- [ZIEL DER AUFGABE 1] Kopiere aus dem Textauszug über die Industriegeschichte von Saint-Etienne wörtlich den Abschnitt, der bei "Auch die Eisenwarenherstellung" beginnt und bei "Loire nach Paris." endet.

1764 bekam eine Gesellschaft von 7 Waffenherstellern das Privileg der königlichen Waffenmanufaktur verliehen. Von da an ging der Weg steil nach oben:
1810 stellten etwa 200 Beschäftigte rund 72.000 Waffen her, um 1890 waren 10.000 Arbeiter in diesem Wirtschaftszweig beschäftigt. Waffen aus St.-E. wurden schon damals in die ganze Welt exportiert. Saint-Etienne war seit 1870 bis 1945 die Waffenschmiede der Nation.
Auch heute noch stellt die Waffenindustrie einen bedeutenden Wirtschaftszweig in der Region dar (GIAT Industrie). Aber auch die Herstellung von Jagdwaffen und Schmuckwaffen hat eine lange Tradition.

Auch die Eisenwarenherstellung hat in St.-E. eine vorindustrielle, handwerkliche Bedeutung. Um 1515 hatte Saint-Etienne etwa 2000 Einwohner, es gab schon 55 Schmiede, 1669 waren es 300 Messerschmiede. Hergestellt wurden Messer, Werkzeuge und Nägel.

Kohle wird in Saint-Etienne und Umgebung seit dem 12. J. abgebaut, aber lange Zeit (wie im Ruhrgebiet) nur regional als Hausbrand verwendet. Der Handel mit Kohle begann erst allmählich im 17. Jahrhundert. Im Winter 1794 kommt Kohle aus Saint-Etienne zum 1. Mal auf dem Wasserweg über die Loire nach Paris.
Den entscheidenden Impuls für den steilen wirtschaftlichen Aufstieg von St.-E. gab eben dieser Kohleabbau. Die Bevölkerungszahl stieg rasch an.
Die 1827 als erste französische Eisenbahnlinie von St.-E. nach Andrézieux an der Loire gebaute Eisenbahnverbindung trug hierzu wesentlich bei. 1836 wird in St.-E. 44 % der französischen Steinkohle gefördert. Eisen- und Stahlherstellung machen St.-E. schnell zum Schwerindustriezentrum Frankreichs. 1856 wird St.-E. zum Hauptort des Départements Loire.

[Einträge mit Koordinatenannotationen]
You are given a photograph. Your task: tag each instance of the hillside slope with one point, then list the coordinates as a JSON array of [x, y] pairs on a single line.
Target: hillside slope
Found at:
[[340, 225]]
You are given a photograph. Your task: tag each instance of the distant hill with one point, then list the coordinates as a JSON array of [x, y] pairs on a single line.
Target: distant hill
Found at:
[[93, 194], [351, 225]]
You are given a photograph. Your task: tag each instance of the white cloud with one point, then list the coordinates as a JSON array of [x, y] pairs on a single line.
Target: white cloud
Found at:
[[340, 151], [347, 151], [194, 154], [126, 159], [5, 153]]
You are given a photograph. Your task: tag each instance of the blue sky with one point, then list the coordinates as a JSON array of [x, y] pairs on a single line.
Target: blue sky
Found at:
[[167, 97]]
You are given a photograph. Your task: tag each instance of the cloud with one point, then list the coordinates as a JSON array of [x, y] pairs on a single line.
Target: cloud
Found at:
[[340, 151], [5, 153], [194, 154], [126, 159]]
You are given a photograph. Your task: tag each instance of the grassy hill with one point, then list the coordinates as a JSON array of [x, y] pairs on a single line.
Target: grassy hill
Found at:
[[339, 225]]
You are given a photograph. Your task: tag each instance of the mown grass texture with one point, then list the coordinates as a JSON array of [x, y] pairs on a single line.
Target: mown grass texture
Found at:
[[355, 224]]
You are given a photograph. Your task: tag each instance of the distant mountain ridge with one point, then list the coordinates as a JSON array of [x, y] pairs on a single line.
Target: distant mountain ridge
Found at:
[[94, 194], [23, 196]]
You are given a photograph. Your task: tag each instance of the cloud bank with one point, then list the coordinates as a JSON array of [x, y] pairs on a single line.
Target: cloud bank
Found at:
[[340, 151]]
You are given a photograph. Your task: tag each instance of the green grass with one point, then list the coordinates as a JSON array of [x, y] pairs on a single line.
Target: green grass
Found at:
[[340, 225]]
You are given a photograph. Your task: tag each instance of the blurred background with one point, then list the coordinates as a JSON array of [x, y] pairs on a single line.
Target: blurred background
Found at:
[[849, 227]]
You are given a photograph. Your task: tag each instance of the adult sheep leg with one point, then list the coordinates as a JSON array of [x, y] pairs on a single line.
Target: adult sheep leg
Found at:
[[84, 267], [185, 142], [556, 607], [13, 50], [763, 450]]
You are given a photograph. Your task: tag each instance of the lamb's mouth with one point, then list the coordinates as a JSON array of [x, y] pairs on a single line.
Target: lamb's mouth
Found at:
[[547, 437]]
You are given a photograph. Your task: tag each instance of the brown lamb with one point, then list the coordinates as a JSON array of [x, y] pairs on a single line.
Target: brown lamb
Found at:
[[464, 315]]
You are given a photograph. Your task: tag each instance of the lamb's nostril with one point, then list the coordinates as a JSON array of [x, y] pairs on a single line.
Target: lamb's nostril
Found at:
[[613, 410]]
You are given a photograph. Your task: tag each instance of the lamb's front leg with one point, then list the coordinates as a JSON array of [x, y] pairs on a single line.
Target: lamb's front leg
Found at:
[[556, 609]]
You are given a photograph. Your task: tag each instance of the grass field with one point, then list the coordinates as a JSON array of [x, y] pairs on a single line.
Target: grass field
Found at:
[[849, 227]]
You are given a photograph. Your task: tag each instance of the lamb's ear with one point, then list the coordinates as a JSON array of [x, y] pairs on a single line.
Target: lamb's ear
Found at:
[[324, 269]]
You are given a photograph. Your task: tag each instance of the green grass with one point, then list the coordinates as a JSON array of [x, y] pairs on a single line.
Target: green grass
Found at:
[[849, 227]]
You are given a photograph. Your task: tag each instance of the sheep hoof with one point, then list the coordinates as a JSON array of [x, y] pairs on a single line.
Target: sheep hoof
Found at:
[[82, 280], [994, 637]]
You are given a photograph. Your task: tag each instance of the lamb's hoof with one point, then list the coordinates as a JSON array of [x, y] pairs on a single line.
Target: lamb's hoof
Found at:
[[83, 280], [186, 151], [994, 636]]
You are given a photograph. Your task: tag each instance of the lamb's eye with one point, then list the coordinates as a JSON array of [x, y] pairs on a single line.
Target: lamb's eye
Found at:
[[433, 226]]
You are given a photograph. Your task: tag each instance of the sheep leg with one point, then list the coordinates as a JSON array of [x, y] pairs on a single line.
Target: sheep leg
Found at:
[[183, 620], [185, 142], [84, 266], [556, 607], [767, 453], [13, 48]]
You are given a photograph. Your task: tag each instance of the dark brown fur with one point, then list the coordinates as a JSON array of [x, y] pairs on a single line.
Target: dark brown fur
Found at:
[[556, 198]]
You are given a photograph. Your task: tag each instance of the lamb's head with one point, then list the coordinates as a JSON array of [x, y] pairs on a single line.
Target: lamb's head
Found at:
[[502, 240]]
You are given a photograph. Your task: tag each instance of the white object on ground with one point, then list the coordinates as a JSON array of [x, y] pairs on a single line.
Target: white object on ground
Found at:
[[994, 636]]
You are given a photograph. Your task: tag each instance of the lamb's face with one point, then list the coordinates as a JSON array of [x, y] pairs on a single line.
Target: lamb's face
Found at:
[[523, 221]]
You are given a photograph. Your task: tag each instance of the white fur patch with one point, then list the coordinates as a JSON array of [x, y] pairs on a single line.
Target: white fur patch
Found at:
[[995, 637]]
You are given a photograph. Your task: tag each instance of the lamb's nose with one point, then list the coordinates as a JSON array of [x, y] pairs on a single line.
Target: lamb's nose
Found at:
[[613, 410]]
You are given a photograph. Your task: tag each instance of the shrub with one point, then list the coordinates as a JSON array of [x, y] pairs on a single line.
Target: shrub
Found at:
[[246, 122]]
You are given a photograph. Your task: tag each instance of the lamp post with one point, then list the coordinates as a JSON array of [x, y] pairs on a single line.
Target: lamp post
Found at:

- [ZIEL DER AUFGABE 2] Gib den Teil der Einträge, der mit der Zeile mit "the lamb's nose" beginnt und mit dem Ende der Einträge endet, erneut aus. Ersetze darin "on a single line" durch "in one line" und lass alles Übrige unverändert.

- [ERWARTETE AUSGABE 1]
Auch die Eisenwarenherstellung hat in St.-E. eine vorindustrielle, handwerkliche Bedeutung. Um 1515 hatte Saint-Etienne etwa 2000 Einwohner, es gab schon 55 Schmiede, 1669 waren es 300 Messerschmiede. Hergestellt wurden Messer, Werkzeuge und Nägel.

Kohle wird in Saint-Etienne und Umgebung seit dem 12. J. abgebaut, aber lange Zeit (wie im Ruhrgebiet) nur regional als Hausbrand verwendet. Der Handel mit Kohle begann erst allmählich im 17. Jahrhundert. Im Winter 1794 kommt Kohle aus Saint-Etienne zum 1. Mal auf dem Wasserweg über die Loire nach Paris.

- [ERWARTETE AUSGABE 2]
You are given a photograph. Your task: tag each instance of the lamb's nose with one point, then list the coordinates as a JSON array of [x, y] pairs in one line.
Target: lamb's nose
Found at:
[[613, 410]]
You are given a photograph. Your task: tag each instance of the shrub with one point, then list the coordinates as a JSON array of [x, y] pairs in one line.
Target: shrub
Found at:
[[246, 122]]
You are given a photograph. Your task: tag each instance of the lamp post with one point, then list the coordinates as a JSON array of [x, y] pairs in one line.
Target: lamp post
Found at:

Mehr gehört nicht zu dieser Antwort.